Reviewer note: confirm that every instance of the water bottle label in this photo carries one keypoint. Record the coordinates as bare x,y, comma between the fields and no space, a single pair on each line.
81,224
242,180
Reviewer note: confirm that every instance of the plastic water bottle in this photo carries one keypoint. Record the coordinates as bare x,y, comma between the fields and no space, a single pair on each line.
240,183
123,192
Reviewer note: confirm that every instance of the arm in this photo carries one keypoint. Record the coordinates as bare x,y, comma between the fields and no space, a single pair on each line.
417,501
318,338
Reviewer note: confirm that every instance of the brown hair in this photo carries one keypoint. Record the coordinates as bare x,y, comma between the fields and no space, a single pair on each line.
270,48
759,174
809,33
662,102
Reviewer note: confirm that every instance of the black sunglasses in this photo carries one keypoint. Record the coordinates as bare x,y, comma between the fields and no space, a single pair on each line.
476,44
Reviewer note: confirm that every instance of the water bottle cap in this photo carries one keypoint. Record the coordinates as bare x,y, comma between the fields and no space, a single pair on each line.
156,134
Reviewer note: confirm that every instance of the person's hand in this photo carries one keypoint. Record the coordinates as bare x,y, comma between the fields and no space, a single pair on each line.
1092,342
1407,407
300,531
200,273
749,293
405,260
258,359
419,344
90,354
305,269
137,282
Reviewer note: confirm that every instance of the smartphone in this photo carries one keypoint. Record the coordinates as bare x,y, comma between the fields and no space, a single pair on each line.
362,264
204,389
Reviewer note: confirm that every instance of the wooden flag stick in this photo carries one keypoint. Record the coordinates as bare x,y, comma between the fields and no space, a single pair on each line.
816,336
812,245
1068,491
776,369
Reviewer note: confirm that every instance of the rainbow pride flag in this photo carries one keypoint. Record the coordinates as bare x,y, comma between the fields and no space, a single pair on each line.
::::::::::
Please print out every entry again, exactly as it reads.

Reviewer note: confirm that every instance of the water bottle label in this photo carries one keypoint. Record the coordinates as bare x,y, comma between the fields and no space, a single pair on each line.
81,224
242,180
Reviewer note: confirm that every instance of the plastic water bottle in this photo carries one keypoint. Record the coordinates as bare x,y, comma between the fields and no space, a single pair on each line.
240,183
123,192
Reviewer note: confirm that every instance of the arm in this photo carries one keypoint. Record the coordinates as bare x,y, comma between the fields and no space, a single pair on each line.
417,501
318,338
Reviewer note: confirm that every instance of the brown hair in this photo carries one keypoint. Record the coordinates as bare x,y, comma between the fields and no space, a single pair on each line.
270,48
759,174
809,33
662,102
Reviewer note: confirm that every instance of the black sunglasses in this photo carries one keypoint. Record the coordinates as bare x,y, comma between the fields and no space, a single pair on each line.
476,44
Reviewer note: confirm that every instance of the water bottle cap in this photo carries one keypoint. Record the coordinates as bare x,y, comma between the fields and no space, a single pair on each line.
156,134
Reviewer note: confirm that every instance of the person's hand in this photo carries one keypoint. Record the coordinates as bare x,y, comma between the fields and no space, a single pair on each line.
1092,342
1407,407
300,531
200,273
749,293
405,260
258,359
419,344
90,354
305,269
137,282
Reviewer note: confirm that every instance of the smartphone in this photo carries one keypoint. Record the coordinates as bare x,y, comma between the fields and no space, a single pair on each line.
362,264
204,389
Reviewer note: confirm that every instance of the wooden flag stick in this photo carries one keypoint. Record the coordinates as bare x,y, comma between the fields and no space, a single pair on each line.
816,336
812,245
1068,491
776,369
Reviewer note: confirm that every instance of the rainbow pride flag in this photo carries one keypoint. Record the coordinates as bare x,y, comma between the fields and no space, a single pair on each line.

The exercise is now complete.